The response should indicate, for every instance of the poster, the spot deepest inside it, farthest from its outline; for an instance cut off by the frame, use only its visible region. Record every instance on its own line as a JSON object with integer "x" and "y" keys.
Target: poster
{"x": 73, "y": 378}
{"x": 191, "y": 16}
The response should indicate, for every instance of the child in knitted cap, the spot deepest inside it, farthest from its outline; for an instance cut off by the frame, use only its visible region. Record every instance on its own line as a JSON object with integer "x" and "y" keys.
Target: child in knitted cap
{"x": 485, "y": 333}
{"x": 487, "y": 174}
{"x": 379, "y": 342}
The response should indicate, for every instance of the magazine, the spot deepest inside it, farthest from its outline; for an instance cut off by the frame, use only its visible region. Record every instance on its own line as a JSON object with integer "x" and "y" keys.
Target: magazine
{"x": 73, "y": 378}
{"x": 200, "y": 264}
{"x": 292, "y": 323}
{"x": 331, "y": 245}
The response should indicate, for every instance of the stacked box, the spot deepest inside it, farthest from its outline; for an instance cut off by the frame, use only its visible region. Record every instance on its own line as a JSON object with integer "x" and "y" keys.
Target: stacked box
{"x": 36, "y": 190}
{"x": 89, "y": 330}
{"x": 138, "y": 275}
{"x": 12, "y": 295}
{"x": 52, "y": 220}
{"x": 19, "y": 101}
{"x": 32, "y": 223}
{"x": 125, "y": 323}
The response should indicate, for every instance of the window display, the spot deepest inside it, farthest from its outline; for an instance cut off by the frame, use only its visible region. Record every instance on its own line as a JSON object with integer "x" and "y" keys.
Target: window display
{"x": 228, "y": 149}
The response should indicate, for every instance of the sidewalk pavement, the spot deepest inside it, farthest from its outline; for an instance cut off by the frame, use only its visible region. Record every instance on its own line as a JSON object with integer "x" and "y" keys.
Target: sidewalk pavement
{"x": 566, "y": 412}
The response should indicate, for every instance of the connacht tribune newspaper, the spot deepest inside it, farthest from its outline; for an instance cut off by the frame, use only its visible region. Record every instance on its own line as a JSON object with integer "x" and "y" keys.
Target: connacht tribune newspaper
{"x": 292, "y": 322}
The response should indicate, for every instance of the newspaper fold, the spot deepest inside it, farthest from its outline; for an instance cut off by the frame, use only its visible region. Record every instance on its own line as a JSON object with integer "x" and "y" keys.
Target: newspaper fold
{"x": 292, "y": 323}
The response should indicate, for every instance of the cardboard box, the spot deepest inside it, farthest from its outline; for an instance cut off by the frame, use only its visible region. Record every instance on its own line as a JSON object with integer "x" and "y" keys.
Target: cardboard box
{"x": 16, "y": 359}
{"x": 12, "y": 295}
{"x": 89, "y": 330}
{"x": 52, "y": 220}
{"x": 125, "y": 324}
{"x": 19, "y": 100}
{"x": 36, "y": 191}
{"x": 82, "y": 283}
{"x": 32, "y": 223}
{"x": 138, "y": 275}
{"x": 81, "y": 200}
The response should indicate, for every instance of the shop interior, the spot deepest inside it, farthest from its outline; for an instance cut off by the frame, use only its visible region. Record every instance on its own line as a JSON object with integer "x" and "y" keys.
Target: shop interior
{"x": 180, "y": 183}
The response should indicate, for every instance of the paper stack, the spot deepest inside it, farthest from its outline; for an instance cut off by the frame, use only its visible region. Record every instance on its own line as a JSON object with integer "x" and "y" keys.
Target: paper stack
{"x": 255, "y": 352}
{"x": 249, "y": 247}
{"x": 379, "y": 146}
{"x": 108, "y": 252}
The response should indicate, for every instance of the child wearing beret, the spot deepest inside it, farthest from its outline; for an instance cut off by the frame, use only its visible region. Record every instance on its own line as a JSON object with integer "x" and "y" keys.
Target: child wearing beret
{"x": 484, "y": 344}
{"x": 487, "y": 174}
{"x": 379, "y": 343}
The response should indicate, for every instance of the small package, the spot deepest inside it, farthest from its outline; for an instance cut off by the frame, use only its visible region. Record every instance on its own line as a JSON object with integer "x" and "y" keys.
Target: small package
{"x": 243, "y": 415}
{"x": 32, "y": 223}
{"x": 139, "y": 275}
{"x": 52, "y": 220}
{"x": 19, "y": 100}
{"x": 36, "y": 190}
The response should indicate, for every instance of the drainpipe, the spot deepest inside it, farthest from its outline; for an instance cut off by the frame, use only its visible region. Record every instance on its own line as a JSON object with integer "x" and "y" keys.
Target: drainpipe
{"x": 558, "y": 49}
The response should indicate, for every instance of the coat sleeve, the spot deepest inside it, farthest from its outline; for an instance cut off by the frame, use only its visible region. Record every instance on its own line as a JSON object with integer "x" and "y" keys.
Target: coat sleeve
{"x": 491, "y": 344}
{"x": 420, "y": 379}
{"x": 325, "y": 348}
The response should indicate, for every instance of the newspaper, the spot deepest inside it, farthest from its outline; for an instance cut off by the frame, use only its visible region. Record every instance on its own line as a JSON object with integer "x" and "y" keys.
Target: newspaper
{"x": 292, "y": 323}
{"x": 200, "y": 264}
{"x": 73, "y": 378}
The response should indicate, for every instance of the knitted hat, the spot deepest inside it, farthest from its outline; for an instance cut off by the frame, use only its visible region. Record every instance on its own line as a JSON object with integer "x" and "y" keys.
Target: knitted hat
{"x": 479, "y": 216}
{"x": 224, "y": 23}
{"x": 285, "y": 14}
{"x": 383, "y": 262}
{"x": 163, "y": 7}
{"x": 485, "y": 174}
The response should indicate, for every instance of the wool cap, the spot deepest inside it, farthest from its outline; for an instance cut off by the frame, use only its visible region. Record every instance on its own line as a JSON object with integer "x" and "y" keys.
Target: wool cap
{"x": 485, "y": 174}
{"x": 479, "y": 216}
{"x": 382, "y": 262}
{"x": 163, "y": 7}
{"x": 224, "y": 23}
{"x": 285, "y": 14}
####################
Exercise task ->
Quote each line of the data above exactly as written.

Solution for this task ->
The response should indicate, for every instance of the poster, the spot deepest inside it, farthest from its outline; for an instance cut off by the frame, use only its visible region. Record every instance on its own line as a JSON object with integer "x" and "y" keys.
Target: poster
{"x": 73, "y": 378}
{"x": 191, "y": 16}
The response should indicate, for every instance of the child in knitted cap, the spot deepest inside it, farthest from its outline; for an instance cut off by the frame, use only its visible region. Record every instance on its own line as a JSON object with integer "x" and "y" keys.
Target: child in knitted cap
{"x": 485, "y": 333}
{"x": 487, "y": 174}
{"x": 379, "y": 342}
The response should indicate, for every instance of the magazine, the spot deepest inside it, farthest from its outline; for an instance cut off by the frame, use only its visible region. Record every instance on its own line as a JSON object with integer "x" and "y" keys.
Target: magazine
{"x": 73, "y": 378}
{"x": 200, "y": 264}
{"x": 292, "y": 323}
{"x": 331, "y": 245}
The response should indicate, for every instance of the stacked box, the spot deepest inside it, farthest from its outline; for an instance cut off by the frame, use only its visible region. Record every instance on its own line as a JSON object with integer "x" and "y" keys.
Target: stacked box
{"x": 36, "y": 190}
{"x": 89, "y": 330}
{"x": 138, "y": 275}
{"x": 12, "y": 295}
{"x": 52, "y": 220}
{"x": 19, "y": 101}
{"x": 32, "y": 223}
{"x": 125, "y": 323}
The response should indicate, for every instance of the window display, the spot deepest inside it, farthest from its outline; for an instance cut off by the frame, use only its visible region. Record every instance on its own line as a JSON object with integer "x" and "y" keys.
Target: window display
{"x": 228, "y": 149}
The response should indicate, for every instance of the sidewalk pavement, the spot deepest inside it, farthest from its outline; for an instance cut off by the frame, use only its visible region. Record every instance on its own line as a JSON object with integer "x" and "y" keys.
Target: sidewalk pavement
{"x": 566, "y": 412}
The response should indicate, for every instance of the connacht tribune newspaper, the spot deepest inside it, farthest from its outline; for an instance cut off by the frame, use only its visible region. Record every instance on its own line as a JSON object with integer "x" and "y" keys.
Target: connacht tribune newspaper
{"x": 292, "y": 322}
The response should indicate, for every instance of the newspaper fold, the spot deepest inside it, farthest from its outline; for an instance cut off by the frame, use only its visible region. Record every instance on its own line as a JSON object with integer "x" and "y" keys.
Target: newspaper fold
{"x": 292, "y": 323}
The response should indicate, for every instance of the cardboard box, the spot deepest inside it, farthest from its outline; for an instance cut off by the frame, use only its visible region. Record every instance on its own line as a JSON object with integer "x" and "y" keys.
Target: cardboard box
{"x": 16, "y": 359}
{"x": 12, "y": 295}
{"x": 89, "y": 330}
{"x": 52, "y": 220}
{"x": 125, "y": 324}
{"x": 19, "y": 100}
{"x": 36, "y": 191}
{"x": 82, "y": 283}
{"x": 32, "y": 223}
{"x": 138, "y": 275}
{"x": 81, "y": 200}
The response should indicate, for every instance of the shop interior, the spot deepest inside it, farthest from its outline; for an instance cut off by the frame, use only its visible region. Record every instance on its own line as a JSON object with integer "x" and "y" keys.
Target: shop interior
{"x": 180, "y": 183}
The response should indicate, for every instance of the paper stack, the spot deepest inside it, farthest from its outline; for an instance cut off by the frame, use only its visible region. Record every instance on its own line as a JSON object with integer "x" and "y" keys.
Target: paper stack
{"x": 255, "y": 352}
{"x": 249, "y": 247}
{"x": 379, "y": 146}
{"x": 108, "y": 252}
The response should indicate, for every instance of the child wearing beret, the spot deepest inside it, farthest from its outline; for an instance cut off by the frame, use only its visible region. Record every instance on its own line as a JSON object with integer "x" and "y" keys.
Target: child wearing beret
{"x": 484, "y": 344}
{"x": 487, "y": 174}
{"x": 379, "y": 343}
The response should indicate, for every instance of the small package, the spot deepest inside it, farthest from its outline; for an instance cut off by the frame, use only its visible region. Record every instance on its own line as a JSON object with integer "x" and "y" keys.
Target: small package
{"x": 243, "y": 415}
{"x": 32, "y": 223}
{"x": 139, "y": 275}
{"x": 52, "y": 220}
{"x": 19, "y": 100}
{"x": 36, "y": 190}
The response should indicate, for every instance of the drainpipe, the spot deepest inside it, farthest from its outline; for an instance cut off by the frame, use only its visible region. Record every instance on its own line as a JSON object with integer "x" and "y" keys.
Target: drainpipe
{"x": 558, "y": 49}
The response should indicate, for every instance of the coat sleeve, the spot deepest inside it, farthest from its outline; for an instance cut off by the frame, use only its visible region. Record every instance on its own line as a JSON object with integer "x" and "y" keys.
Target: coat sleeve
{"x": 491, "y": 344}
{"x": 420, "y": 379}
{"x": 325, "y": 348}
The response should indicate, for every instance of the newspaper, the spot deepest inside it, farthest from its outline; for an instance cut off by the frame, use only its visible region. Record every instance on its own line as a JSON object with integer "x" and "y" keys.
Target: newspaper
{"x": 292, "y": 323}
{"x": 200, "y": 264}
{"x": 73, "y": 378}
The response should indicate, for every instance of the knitted hat, the spot deepest inside it, farthest from its outline; for an instance cut off by the frame, use only its visible region. Record every instance on its own line as a JSON object with integer "x" and "y" keys.
Target: knitted hat
{"x": 479, "y": 216}
{"x": 224, "y": 23}
{"x": 285, "y": 14}
{"x": 383, "y": 262}
{"x": 163, "y": 7}
{"x": 485, "y": 174}
The response should indicate, for every instance of the wool cap, the spot deepest inside it, farthest from its outline; for an instance cut off by the frame, use only its visible region. Record every instance on its own line as a JSON object with integer "x" and "y" keys.
Target: wool cap
{"x": 485, "y": 174}
{"x": 479, "y": 216}
{"x": 382, "y": 262}
{"x": 163, "y": 7}
{"x": 224, "y": 23}
{"x": 285, "y": 14}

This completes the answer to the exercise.